→ Provided material
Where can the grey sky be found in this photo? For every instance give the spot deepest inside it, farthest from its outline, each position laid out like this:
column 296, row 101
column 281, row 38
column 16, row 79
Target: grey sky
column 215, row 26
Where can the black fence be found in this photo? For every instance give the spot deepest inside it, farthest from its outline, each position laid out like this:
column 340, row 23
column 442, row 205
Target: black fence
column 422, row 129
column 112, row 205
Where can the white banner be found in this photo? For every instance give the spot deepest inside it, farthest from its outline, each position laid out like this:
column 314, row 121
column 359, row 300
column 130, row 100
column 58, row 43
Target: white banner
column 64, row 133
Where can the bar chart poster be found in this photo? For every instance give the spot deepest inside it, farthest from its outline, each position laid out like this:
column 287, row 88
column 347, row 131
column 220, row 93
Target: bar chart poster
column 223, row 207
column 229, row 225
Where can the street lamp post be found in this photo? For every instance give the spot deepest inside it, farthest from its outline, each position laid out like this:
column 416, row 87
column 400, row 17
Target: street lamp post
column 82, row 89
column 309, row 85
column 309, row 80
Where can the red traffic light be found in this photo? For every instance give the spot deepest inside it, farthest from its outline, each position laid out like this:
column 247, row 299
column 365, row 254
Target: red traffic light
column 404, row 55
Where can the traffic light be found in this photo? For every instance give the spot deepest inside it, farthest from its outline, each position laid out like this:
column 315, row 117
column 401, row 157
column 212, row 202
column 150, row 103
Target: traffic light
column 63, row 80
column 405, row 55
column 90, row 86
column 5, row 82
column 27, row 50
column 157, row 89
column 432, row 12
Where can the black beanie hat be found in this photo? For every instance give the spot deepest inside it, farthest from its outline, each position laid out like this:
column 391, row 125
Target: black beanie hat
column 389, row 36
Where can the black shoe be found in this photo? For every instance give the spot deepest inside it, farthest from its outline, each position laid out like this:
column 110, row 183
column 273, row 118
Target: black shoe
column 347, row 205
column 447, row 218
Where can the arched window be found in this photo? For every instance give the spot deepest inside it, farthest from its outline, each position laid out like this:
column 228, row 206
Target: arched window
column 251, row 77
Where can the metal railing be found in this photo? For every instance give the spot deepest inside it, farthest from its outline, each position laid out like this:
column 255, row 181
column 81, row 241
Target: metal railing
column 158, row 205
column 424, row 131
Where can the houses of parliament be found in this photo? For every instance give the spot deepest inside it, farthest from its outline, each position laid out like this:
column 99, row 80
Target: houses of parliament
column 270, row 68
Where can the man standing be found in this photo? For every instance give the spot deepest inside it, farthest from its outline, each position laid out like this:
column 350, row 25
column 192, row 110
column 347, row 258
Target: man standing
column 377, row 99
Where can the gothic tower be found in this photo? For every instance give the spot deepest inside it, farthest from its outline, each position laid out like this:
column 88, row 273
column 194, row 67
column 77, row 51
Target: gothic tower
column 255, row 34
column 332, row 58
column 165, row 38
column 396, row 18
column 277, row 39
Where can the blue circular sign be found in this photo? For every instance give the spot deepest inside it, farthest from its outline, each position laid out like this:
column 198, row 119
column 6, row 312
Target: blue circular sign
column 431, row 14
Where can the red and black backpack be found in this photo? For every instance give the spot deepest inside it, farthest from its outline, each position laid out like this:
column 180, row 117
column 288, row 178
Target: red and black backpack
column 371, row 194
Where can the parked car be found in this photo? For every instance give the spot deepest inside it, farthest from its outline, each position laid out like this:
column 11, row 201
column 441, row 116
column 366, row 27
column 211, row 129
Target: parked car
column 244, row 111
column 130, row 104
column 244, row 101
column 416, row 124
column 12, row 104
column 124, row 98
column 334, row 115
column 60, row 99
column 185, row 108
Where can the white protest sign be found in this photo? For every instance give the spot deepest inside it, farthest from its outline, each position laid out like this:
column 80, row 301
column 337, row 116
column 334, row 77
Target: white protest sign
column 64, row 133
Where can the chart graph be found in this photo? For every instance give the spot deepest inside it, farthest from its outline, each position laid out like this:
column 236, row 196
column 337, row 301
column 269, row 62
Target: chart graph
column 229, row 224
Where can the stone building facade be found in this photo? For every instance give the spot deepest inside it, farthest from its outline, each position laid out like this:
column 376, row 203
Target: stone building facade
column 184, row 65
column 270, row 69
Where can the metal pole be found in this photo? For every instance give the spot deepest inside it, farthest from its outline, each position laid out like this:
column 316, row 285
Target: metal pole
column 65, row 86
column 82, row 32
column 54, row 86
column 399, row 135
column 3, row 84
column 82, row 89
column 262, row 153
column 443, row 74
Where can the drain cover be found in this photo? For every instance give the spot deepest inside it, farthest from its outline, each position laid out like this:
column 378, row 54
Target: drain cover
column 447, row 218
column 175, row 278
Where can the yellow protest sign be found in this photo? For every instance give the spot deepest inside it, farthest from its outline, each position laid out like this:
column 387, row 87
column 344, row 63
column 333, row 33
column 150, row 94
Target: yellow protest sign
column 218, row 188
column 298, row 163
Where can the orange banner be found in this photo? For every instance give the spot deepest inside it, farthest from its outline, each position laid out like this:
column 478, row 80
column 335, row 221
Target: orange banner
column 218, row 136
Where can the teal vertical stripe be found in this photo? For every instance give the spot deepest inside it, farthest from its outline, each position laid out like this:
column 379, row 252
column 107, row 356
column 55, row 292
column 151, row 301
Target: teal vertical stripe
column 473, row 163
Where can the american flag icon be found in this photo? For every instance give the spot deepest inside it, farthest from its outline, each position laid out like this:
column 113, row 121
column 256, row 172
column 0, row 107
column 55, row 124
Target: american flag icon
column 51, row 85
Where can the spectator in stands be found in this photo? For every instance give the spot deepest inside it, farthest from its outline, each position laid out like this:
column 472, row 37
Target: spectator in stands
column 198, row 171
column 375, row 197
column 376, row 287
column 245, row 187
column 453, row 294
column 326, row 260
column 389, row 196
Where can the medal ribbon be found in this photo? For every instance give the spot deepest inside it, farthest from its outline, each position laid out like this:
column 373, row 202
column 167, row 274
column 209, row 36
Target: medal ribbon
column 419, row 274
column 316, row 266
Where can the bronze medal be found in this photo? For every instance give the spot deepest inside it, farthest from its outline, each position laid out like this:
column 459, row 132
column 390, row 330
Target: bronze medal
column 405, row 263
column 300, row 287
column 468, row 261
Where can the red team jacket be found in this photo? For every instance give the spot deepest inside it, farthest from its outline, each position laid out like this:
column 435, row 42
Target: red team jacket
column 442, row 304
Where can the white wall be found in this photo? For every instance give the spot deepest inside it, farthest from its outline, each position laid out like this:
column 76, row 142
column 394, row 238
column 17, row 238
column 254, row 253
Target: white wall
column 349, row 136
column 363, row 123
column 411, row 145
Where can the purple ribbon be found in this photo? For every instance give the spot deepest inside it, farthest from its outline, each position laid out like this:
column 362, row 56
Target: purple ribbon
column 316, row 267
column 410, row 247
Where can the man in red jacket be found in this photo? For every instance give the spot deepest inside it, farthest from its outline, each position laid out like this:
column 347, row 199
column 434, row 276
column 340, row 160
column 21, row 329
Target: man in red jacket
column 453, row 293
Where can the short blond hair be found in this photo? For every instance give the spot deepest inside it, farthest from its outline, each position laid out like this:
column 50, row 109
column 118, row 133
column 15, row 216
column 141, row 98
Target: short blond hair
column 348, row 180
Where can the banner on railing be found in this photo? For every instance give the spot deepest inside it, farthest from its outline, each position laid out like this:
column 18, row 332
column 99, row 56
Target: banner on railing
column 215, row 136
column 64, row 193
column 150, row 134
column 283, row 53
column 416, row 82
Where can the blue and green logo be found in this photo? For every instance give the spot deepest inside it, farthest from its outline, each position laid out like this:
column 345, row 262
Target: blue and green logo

→ Work item
From the data above, copy each line where the string "green" appears.

→ Solution for this problem
Where can the blue and green logo be found in this photo? For every instance give the spot deepest inside it, farthest from its outline, each position laid out like this:
Target: blue and green logo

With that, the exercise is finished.